RECORDS:
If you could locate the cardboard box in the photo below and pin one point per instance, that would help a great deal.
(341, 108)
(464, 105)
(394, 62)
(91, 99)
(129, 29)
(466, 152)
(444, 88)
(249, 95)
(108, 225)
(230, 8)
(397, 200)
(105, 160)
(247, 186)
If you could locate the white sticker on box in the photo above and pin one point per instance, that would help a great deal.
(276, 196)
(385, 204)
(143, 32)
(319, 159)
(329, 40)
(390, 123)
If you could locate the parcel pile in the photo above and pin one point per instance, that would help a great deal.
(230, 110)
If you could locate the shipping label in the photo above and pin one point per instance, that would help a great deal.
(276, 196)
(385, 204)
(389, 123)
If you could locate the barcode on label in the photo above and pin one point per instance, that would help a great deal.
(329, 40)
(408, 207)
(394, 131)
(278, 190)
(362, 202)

...

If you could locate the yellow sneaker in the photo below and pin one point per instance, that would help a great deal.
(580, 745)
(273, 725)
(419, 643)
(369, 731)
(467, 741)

WHAT IS REQUIRED: Please count the lines of the material above that contain the string "help", with uppercase and lowercase treated as different. Reply with that number alone.

ANSWER TO THE TASK: 6